* _Problem to work on_
List every line in the records below that contains the word "flag".

(Collection entries)
++++++++

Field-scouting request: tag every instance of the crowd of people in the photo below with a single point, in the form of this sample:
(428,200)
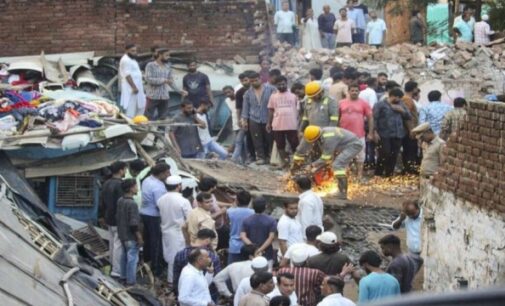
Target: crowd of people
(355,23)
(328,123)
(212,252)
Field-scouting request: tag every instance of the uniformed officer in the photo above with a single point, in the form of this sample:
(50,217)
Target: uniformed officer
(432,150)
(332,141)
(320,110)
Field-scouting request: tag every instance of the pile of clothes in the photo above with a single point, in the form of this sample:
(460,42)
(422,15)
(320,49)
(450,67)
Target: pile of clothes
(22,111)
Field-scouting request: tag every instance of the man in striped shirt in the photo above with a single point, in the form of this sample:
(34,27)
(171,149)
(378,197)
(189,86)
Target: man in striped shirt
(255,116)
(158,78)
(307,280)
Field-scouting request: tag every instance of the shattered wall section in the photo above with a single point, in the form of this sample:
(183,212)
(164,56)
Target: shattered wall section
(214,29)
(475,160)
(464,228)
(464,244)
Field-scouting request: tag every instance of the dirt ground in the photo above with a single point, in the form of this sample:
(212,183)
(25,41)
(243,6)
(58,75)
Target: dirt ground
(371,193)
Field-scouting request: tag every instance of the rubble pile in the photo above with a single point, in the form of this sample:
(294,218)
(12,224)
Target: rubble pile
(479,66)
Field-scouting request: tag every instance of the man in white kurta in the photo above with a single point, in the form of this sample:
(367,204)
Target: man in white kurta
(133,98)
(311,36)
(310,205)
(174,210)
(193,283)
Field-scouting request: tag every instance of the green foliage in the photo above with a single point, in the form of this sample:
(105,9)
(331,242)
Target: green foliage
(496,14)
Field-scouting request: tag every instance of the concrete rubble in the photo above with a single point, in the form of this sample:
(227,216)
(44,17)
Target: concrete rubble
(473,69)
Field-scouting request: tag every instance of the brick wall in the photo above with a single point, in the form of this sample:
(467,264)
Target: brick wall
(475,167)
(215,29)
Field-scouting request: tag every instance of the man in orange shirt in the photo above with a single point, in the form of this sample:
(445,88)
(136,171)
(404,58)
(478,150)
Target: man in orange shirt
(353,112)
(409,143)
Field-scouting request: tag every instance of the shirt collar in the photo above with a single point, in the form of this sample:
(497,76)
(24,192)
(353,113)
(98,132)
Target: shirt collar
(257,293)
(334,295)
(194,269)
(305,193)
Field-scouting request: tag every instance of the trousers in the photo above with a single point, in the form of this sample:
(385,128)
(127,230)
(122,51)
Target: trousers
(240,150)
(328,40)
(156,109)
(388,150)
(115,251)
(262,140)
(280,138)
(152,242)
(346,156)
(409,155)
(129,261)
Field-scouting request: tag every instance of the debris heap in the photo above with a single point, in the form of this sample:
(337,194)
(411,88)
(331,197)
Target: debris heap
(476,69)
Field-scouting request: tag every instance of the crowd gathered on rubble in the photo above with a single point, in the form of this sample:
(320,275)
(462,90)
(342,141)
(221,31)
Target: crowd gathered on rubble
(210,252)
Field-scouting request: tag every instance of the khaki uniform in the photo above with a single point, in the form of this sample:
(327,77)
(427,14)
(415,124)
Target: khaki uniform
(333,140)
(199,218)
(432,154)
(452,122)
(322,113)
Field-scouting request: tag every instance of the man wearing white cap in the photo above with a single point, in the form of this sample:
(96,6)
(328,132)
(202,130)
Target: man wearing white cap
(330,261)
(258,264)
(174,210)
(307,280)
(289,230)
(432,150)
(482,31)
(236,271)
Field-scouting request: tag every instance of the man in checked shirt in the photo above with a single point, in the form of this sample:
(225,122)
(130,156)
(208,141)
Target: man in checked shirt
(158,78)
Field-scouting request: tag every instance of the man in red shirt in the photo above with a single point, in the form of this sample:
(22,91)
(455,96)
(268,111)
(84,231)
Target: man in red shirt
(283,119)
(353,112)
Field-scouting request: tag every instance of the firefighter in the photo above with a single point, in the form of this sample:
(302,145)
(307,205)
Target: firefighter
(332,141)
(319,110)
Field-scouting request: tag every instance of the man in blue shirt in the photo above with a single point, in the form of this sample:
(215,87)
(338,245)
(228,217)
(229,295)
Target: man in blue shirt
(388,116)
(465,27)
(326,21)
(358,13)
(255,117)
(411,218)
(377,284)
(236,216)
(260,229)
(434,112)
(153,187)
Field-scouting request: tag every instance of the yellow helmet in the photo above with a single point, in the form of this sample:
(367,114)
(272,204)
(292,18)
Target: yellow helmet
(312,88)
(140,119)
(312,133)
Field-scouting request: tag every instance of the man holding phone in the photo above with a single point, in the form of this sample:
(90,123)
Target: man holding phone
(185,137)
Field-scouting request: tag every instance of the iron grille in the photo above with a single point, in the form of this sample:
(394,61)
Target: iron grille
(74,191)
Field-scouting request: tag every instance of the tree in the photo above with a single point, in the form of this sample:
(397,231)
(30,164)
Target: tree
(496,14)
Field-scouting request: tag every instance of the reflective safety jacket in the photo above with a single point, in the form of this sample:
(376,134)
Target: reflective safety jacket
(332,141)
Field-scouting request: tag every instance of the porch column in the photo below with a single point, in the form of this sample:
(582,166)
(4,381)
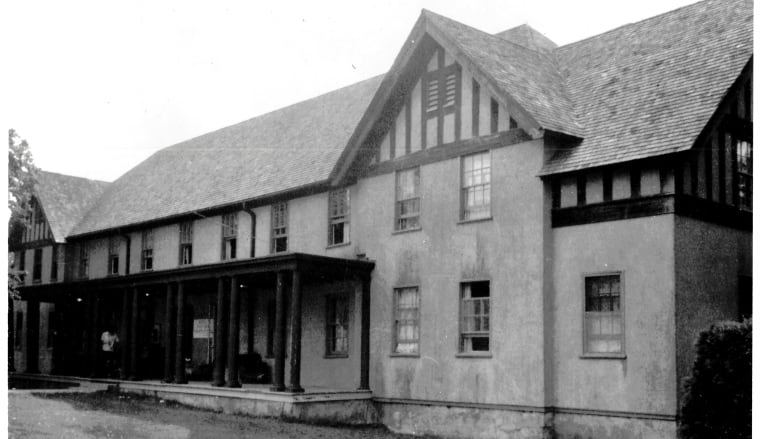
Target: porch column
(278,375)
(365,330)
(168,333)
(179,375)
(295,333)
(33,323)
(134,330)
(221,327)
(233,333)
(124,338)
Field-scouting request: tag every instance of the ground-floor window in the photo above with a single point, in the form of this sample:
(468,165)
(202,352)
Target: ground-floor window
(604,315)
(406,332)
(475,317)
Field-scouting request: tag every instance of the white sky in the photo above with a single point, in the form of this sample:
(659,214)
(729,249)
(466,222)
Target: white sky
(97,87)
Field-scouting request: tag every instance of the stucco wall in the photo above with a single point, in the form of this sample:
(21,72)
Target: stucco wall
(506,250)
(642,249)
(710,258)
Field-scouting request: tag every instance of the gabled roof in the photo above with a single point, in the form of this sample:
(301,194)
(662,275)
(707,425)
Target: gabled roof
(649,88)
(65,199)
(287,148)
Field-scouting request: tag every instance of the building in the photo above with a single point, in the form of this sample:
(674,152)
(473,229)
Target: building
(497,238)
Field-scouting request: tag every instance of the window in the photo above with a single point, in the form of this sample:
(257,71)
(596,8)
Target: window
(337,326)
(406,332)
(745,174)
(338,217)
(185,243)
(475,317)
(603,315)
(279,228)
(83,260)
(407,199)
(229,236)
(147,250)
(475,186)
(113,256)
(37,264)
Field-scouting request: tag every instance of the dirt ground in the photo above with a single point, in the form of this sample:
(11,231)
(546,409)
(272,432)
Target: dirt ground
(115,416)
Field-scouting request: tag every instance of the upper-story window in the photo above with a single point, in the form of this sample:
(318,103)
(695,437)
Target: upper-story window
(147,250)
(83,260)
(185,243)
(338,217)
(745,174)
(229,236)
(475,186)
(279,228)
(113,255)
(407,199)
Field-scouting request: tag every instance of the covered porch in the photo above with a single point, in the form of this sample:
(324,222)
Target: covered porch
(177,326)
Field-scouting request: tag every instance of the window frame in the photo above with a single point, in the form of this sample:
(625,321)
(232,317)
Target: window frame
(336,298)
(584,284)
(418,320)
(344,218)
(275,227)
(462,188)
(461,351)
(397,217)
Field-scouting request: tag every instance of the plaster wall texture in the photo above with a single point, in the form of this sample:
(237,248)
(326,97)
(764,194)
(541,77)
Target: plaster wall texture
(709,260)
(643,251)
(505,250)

++++++++

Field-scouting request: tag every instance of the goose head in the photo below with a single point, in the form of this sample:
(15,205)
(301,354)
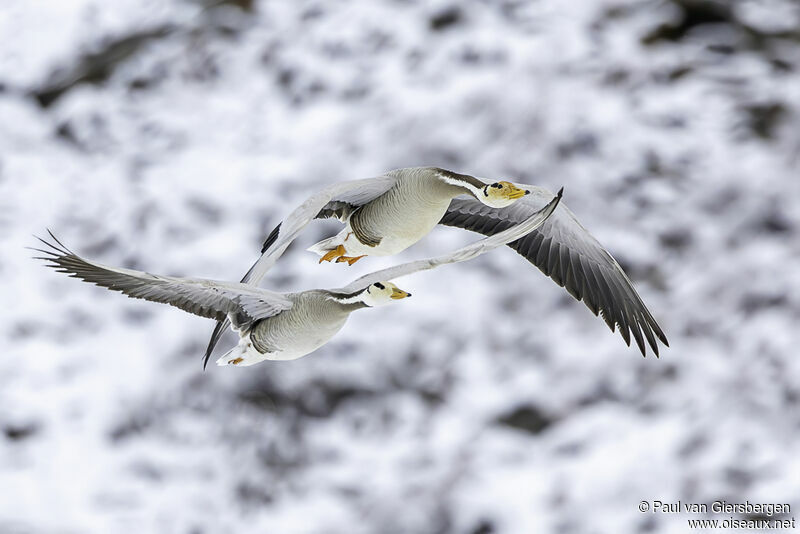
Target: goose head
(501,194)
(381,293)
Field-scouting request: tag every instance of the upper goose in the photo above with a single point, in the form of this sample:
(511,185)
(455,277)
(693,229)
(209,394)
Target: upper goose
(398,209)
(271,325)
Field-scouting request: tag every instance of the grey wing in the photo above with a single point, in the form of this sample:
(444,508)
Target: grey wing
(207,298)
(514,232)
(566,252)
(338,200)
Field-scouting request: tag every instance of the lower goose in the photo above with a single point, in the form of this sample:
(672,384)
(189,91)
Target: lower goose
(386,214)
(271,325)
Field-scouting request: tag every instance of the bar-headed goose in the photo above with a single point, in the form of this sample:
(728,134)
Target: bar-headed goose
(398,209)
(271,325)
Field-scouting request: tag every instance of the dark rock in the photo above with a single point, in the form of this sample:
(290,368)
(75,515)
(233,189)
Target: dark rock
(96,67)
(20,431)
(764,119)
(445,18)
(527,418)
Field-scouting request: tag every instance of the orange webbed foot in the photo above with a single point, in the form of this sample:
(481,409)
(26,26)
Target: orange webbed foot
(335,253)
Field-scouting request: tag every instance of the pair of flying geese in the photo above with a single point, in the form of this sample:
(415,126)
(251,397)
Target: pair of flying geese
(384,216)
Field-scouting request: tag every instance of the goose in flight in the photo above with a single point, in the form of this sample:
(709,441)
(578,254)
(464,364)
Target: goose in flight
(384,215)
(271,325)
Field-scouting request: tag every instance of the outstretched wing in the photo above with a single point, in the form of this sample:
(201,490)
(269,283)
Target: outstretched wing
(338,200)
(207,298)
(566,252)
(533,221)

++++++++

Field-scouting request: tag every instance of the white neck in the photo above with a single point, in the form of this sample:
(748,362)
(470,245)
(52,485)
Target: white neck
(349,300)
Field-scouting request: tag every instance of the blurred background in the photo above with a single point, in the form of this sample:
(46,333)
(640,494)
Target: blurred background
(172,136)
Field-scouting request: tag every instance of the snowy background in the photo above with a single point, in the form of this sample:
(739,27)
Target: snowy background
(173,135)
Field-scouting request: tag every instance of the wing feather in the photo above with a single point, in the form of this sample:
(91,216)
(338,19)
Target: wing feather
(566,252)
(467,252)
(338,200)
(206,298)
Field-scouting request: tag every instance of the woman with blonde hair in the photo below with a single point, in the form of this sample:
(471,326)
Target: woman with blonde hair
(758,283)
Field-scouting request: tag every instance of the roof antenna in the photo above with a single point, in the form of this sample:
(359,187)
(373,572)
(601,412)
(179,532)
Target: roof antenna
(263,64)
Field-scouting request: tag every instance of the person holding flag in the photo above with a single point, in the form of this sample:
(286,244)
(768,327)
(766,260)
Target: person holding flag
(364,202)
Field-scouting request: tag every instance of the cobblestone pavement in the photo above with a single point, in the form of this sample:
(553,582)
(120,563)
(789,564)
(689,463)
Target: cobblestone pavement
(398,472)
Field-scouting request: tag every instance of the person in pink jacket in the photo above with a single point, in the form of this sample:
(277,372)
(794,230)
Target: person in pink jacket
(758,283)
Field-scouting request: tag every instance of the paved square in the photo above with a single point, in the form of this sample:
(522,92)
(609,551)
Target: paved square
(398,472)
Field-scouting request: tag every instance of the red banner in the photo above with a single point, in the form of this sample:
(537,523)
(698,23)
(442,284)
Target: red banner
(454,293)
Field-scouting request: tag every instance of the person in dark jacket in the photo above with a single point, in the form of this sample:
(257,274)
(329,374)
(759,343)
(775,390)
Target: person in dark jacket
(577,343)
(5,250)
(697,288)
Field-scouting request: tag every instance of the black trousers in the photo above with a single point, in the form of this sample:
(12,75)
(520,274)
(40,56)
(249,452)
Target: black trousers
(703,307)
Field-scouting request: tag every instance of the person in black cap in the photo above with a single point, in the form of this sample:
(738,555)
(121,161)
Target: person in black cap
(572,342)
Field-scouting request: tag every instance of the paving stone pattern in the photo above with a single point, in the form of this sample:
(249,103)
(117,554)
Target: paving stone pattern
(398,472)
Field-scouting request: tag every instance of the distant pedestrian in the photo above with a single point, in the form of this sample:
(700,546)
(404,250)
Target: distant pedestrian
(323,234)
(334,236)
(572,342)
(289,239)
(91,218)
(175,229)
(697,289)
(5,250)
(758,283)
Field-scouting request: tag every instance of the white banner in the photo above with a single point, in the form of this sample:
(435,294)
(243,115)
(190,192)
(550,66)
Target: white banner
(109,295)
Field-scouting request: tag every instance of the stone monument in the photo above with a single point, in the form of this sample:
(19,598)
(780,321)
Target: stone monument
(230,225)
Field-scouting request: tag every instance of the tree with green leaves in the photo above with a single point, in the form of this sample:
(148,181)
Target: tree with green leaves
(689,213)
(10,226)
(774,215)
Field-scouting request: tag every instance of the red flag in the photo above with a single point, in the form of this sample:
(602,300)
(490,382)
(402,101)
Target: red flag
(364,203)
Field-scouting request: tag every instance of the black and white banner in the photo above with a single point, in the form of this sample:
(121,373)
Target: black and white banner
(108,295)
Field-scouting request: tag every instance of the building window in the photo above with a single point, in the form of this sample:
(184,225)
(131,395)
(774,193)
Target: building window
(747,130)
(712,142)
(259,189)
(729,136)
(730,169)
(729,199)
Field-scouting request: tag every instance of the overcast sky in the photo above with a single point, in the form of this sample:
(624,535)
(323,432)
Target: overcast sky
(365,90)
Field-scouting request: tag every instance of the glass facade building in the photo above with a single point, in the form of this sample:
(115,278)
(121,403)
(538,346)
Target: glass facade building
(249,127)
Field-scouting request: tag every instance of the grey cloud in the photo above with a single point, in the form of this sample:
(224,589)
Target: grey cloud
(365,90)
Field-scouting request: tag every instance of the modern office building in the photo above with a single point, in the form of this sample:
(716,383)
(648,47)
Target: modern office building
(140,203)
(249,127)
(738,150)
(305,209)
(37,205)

++++++++

* _Answer in full_
Field-scouting request: tag every instance of the person holding flag in the photo above with a single point, in the form of this sample:
Target: person holding flag
Field-scouting request: tag every instance of the red flag in the photo above with a single point, in the form of this sample:
Target: red flag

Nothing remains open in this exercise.